▶ To be done
Locate every line in the data below that contains the string "hillside" and copy each such line. Case counts when matching.

** start Dataset content **

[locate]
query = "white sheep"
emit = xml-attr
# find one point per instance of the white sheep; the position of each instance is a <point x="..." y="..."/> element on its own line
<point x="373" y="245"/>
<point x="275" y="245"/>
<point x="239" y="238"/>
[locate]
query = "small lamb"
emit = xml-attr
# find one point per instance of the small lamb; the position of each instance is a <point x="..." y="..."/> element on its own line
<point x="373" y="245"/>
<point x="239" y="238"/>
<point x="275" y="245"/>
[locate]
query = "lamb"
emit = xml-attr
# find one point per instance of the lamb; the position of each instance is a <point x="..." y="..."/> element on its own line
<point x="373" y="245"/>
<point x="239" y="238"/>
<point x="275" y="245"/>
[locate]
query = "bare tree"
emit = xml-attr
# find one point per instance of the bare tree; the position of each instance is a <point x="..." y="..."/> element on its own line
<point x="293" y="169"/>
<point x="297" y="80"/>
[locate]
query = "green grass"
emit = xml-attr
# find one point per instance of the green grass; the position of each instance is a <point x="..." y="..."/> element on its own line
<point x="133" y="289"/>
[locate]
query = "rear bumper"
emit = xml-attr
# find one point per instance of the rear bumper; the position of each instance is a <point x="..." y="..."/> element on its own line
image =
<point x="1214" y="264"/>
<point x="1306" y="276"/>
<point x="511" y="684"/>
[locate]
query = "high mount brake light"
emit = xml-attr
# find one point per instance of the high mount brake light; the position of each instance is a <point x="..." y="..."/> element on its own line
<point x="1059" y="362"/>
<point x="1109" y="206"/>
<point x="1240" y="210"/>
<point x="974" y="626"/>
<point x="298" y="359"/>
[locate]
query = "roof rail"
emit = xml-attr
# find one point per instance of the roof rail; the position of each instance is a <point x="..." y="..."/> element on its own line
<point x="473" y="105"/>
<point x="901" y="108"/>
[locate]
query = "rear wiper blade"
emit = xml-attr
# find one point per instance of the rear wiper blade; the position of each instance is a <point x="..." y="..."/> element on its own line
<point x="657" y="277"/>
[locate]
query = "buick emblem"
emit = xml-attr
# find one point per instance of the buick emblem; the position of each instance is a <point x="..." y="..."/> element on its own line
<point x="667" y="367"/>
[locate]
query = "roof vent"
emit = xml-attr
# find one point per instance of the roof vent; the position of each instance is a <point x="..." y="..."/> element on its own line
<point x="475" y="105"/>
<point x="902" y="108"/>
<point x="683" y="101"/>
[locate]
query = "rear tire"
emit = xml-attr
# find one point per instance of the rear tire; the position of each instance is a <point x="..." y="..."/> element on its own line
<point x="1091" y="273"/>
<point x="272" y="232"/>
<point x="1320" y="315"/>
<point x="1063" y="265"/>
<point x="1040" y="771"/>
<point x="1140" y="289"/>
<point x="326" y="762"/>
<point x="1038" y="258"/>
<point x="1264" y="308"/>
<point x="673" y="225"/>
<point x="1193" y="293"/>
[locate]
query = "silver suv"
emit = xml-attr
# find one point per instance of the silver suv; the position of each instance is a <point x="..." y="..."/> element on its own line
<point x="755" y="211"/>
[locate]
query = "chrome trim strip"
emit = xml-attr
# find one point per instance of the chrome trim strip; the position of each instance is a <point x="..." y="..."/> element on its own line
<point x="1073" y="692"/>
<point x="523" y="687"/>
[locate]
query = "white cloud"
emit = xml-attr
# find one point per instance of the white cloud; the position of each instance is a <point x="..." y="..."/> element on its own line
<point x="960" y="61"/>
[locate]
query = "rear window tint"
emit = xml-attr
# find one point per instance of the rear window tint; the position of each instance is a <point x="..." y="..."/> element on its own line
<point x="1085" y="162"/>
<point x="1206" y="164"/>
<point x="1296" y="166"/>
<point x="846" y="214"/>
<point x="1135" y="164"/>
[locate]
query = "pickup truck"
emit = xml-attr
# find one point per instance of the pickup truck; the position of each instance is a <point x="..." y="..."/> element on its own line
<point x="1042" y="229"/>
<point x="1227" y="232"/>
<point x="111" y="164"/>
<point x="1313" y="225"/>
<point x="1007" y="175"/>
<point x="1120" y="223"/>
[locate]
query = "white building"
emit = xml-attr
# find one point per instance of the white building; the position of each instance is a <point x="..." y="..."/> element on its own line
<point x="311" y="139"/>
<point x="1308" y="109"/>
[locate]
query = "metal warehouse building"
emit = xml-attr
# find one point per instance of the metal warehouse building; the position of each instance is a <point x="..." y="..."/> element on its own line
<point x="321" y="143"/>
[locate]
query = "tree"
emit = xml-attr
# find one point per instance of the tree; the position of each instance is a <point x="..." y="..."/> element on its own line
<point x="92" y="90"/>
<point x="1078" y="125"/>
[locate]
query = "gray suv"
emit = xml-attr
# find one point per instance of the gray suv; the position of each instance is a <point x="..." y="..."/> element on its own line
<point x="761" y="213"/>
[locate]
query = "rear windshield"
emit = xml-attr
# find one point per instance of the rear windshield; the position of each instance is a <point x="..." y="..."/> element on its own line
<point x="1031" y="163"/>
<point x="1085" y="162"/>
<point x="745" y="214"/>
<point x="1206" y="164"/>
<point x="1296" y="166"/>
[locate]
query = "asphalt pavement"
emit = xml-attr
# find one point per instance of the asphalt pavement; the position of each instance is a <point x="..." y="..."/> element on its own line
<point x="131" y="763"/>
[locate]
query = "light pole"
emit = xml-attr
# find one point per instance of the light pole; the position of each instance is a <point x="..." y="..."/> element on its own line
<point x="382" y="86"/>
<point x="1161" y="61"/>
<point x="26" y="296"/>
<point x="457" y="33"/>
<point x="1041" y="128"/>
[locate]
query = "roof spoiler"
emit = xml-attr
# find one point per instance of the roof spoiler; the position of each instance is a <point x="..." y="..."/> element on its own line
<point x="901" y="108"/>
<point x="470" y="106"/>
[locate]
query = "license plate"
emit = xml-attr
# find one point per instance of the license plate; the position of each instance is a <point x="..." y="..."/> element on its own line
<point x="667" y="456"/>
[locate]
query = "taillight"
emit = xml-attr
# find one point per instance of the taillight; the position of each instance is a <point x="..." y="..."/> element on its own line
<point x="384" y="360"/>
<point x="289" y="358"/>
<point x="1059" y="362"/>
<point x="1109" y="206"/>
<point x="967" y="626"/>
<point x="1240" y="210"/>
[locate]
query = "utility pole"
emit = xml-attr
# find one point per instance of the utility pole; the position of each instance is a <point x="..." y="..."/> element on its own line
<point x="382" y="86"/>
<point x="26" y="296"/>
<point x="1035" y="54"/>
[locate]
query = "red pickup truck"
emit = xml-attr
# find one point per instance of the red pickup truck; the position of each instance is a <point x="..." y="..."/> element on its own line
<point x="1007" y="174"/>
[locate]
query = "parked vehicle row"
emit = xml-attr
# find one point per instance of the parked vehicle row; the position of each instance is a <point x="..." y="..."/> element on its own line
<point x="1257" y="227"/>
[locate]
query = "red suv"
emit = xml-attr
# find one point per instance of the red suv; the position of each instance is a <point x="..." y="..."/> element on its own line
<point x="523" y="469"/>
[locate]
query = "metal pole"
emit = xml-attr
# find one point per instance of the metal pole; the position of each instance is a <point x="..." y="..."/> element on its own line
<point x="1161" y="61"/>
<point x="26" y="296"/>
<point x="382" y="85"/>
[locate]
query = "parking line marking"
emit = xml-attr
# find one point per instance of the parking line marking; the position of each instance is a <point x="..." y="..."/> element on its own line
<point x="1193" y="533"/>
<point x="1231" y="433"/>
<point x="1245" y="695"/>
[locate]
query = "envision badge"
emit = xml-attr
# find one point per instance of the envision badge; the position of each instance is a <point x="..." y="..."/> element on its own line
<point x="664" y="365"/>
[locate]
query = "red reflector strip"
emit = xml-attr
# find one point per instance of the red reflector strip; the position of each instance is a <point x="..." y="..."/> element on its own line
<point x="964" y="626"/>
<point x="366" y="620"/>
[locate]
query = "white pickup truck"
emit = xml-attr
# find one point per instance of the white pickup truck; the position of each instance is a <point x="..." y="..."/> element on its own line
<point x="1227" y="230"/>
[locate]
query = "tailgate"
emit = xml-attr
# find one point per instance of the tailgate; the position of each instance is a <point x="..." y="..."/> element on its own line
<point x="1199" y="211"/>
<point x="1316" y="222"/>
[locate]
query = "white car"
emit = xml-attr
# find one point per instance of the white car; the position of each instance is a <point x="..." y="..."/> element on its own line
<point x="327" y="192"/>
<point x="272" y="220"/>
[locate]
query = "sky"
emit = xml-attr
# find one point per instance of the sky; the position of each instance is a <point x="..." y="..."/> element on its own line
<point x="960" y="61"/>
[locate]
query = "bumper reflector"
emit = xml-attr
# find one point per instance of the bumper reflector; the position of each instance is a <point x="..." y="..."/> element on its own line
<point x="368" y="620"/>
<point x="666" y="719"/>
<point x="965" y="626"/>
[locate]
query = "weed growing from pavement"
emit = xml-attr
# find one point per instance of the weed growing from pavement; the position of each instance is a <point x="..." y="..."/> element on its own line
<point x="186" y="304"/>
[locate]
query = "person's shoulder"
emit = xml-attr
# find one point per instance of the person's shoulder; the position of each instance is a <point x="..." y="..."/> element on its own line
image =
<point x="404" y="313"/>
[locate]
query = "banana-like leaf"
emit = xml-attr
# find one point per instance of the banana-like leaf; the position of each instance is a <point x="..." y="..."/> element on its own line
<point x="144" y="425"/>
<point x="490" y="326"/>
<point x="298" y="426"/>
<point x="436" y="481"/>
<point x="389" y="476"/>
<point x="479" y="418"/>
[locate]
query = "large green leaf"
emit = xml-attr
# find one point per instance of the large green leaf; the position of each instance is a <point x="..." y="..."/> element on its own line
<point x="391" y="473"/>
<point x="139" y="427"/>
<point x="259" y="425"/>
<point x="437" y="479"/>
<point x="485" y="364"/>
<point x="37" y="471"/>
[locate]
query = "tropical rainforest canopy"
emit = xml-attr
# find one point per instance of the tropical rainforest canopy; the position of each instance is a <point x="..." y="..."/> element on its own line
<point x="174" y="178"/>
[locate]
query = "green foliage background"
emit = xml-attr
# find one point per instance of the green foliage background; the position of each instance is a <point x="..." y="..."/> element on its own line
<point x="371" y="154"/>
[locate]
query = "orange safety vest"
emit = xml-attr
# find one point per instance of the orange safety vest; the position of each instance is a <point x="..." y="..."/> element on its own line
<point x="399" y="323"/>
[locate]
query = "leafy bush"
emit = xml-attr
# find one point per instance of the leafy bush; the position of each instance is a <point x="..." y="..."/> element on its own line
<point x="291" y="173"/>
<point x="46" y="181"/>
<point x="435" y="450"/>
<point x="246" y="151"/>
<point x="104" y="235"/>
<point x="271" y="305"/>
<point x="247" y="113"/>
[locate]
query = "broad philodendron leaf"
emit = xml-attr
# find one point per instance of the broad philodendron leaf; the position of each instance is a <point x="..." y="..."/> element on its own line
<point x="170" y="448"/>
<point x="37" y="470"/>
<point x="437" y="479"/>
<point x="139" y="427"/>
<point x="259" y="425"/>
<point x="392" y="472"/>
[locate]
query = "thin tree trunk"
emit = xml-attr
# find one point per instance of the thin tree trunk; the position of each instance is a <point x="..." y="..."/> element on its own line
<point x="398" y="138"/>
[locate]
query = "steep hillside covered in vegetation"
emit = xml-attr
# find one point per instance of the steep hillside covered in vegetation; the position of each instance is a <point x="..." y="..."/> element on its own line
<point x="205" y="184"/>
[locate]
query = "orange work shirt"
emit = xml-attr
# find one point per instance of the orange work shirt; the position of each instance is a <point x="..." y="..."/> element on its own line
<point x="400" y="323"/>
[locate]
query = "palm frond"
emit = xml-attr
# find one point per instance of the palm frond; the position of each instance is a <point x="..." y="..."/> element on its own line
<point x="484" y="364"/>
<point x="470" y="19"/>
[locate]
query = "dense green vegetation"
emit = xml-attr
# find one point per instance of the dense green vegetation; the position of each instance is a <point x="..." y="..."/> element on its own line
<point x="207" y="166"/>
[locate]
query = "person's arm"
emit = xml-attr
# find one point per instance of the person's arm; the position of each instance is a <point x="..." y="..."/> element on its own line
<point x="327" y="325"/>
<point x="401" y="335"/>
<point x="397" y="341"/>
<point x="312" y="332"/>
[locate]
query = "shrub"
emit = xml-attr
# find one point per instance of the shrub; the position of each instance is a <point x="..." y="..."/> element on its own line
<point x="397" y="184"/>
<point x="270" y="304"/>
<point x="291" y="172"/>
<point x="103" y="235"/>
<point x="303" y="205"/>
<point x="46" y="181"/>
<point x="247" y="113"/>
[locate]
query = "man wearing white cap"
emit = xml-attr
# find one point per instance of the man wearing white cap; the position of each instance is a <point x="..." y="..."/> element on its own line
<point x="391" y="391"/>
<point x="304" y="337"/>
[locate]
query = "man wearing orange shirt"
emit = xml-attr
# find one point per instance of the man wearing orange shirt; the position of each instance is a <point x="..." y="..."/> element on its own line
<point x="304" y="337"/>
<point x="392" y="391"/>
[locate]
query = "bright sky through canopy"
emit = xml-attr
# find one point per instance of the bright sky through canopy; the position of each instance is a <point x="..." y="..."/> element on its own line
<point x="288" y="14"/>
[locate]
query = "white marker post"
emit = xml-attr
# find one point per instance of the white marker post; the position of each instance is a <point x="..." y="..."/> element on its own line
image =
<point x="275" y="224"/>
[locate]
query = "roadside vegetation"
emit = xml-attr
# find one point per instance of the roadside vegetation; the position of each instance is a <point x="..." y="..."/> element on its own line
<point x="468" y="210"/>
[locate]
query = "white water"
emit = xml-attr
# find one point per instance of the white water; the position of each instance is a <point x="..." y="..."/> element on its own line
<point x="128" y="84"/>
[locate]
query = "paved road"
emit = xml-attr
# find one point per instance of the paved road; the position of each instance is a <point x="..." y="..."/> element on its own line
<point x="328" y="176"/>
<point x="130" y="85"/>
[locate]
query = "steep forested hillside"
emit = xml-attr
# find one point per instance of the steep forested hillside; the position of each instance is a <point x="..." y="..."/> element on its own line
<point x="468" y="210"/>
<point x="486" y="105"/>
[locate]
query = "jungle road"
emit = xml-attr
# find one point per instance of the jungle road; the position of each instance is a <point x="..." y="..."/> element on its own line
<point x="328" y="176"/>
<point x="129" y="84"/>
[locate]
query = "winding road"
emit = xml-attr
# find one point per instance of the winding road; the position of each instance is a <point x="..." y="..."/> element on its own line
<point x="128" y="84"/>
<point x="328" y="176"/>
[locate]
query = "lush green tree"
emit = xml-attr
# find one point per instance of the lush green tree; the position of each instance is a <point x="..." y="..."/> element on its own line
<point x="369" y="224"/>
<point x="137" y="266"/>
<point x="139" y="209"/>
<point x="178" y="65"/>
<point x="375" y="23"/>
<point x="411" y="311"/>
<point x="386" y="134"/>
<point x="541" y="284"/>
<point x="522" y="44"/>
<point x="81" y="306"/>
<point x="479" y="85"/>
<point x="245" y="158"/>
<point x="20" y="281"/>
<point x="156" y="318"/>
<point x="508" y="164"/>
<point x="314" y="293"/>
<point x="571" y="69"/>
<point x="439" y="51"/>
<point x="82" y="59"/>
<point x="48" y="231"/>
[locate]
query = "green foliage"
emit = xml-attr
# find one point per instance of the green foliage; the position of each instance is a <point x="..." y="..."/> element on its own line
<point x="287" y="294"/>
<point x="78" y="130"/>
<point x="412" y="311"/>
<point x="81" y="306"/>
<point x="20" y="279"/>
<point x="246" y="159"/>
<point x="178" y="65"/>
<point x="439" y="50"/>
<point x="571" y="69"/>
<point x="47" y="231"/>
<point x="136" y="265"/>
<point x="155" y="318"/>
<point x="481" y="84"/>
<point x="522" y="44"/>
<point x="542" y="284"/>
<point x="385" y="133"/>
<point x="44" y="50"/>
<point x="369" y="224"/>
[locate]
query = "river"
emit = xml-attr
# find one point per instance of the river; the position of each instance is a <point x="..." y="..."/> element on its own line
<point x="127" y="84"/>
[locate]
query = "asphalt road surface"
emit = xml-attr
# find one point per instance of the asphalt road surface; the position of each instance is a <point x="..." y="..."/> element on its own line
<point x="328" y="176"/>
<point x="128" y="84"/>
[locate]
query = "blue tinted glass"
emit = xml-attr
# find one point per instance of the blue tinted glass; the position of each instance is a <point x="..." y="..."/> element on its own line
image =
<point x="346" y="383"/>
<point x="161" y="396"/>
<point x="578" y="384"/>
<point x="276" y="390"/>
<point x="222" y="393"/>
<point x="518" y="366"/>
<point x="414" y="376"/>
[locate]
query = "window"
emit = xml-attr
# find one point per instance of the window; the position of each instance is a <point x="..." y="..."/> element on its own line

** end Dataset content **

▶ In response
query = "steep hillside covered in vegetation"
# find one point per instance of the steep hillside covered in vegetation; the position of each instance is a <point x="..." y="..."/> element on its own line
query = "steep forested hillside"
# find one point per instance of the steep forested hillside; the position of each instance is a <point x="..." y="..."/> element on its own line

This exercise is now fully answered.